## Segmentation mask data

————————

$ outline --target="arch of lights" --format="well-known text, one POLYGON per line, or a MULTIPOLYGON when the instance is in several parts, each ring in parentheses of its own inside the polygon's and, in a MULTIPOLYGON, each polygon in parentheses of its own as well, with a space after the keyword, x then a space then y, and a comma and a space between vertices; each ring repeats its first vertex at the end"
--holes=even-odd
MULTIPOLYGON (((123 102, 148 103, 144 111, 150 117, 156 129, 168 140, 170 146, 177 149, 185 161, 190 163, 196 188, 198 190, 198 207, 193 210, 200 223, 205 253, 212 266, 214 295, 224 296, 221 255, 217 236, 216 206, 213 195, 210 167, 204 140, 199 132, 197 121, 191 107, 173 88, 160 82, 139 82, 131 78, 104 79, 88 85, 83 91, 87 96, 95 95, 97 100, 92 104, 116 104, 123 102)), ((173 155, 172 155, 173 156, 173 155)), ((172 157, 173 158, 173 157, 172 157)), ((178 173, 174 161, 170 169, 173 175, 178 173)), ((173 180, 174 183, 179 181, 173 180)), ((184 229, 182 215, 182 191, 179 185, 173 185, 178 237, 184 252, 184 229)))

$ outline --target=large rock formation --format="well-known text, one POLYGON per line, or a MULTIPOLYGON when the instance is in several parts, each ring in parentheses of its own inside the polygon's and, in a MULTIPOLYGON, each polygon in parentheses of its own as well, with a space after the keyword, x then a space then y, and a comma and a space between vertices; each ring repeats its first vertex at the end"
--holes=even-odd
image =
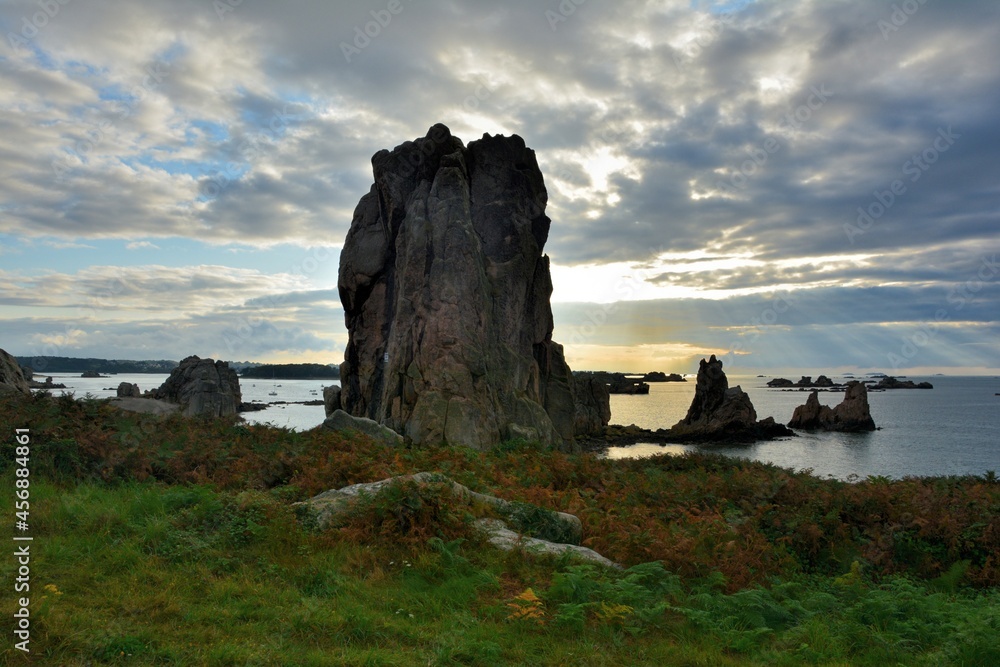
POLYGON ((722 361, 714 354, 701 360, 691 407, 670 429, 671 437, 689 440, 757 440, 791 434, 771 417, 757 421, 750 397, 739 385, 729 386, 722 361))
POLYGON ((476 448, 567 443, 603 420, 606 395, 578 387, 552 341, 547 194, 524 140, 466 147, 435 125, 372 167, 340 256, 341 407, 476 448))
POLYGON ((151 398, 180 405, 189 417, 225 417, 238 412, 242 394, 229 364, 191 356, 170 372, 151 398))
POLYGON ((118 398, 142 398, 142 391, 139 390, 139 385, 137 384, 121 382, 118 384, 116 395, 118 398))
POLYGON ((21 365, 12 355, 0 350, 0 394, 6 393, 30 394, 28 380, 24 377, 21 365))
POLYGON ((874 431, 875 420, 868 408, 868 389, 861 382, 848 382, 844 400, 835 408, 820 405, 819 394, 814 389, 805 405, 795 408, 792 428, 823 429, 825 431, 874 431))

————————

## Directions
Extract every line of the data exactly; pictures stay out.

## Answer space
$ outline --target="arch of lights" --format="well-known text, one POLYGON per line, or a MULTIPOLYGON when the instance is in several parts, each ring in parentheses of its own inside the polygon's and, in a MULTIPOLYGON, each polygon in parentheses of its own as well, with a space after the keyword, x then a space then y, and a comma and a space between vertices; each ring repeats its first vertex at the end"
--holes=even-odd
MULTIPOLYGON (((123 102, 148 103, 144 111, 150 117, 156 129, 168 140, 170 146, 177 149, 185 161, 190 163, 196 188, 198 190, 198 207, 193 210, 200 223, 205 253, 212 266, 214 295, 224 296, 221 255, 217 236, 216 206, 213 195, 210 167, 204 140, 199 132, 197 121, 191 107, 173 88, 160 82, 139 82, 131 78, 104 79, 88 85, 83 91, 87 96, 95 95, 97 100, 92 104, 116 104, 123 102)), ((173 155, 172 155, 173 156, 173 155)), ((172 157, 173 158, 173 157, 172 157)), ((178 173, 174 161, 170 169, 173 175, 178 173)), ((173 180, 174 183, 179 181, 173 180)), ((184 229, 182 215, 182 191, 179 185, 173 185, 178 237, 184 252, 184 229)))

$ outline --target=large rock formation --format="well-known text, one POLYGON per line, or a MULTIPOLYGON when the instance is in several parts, each ring in parentheses of its own inside the polygon's and, in a MULTIPOLYGON, each polygon in parentheses of its own as well, with a space after the keyword, x then a space then y, and a comma and a space between vertices; each ring repeats its first vertex at the end"
--holes=even-odd
image =
POLYGON ((722 361, 714 354, 701 360, 691 407, 670 429, 671 437, 689 440, 757 440, 791 434, 771 417, 757 421, 750 397, 739 385, 729 386, 722 361))
POLYGON ((476 448, 567 443, 603 420, 606 395, 578 387, 552 341, 547 194, 524 140, 466 147, 435 125, 372 167, 340 256, 341 407, 476 448))
POLYGON ((151 398, 180 405, 189 417, 225 417, 238 412, 242 394, 229 364, 191 356, 170 372, 151 398))
POLYGON ((118 398, 142 398, 142 391, 139 390, 139 385, 137 384, 121 382, 118 384, 116 395, 118 398))
POLYGON ((21 365, 12 355, 0 350, 0 394, 6 393, 30 394, 28 380, 24 377, 21 365))
POLYGON ((874 431, 875 420, 868 408, 868 389, 861 382, 848 382, 844 400, 835 408, 820 405, 819 394, 814 389, 805 405, 795 408, 792 428, 823 429, 825 431, 874 431))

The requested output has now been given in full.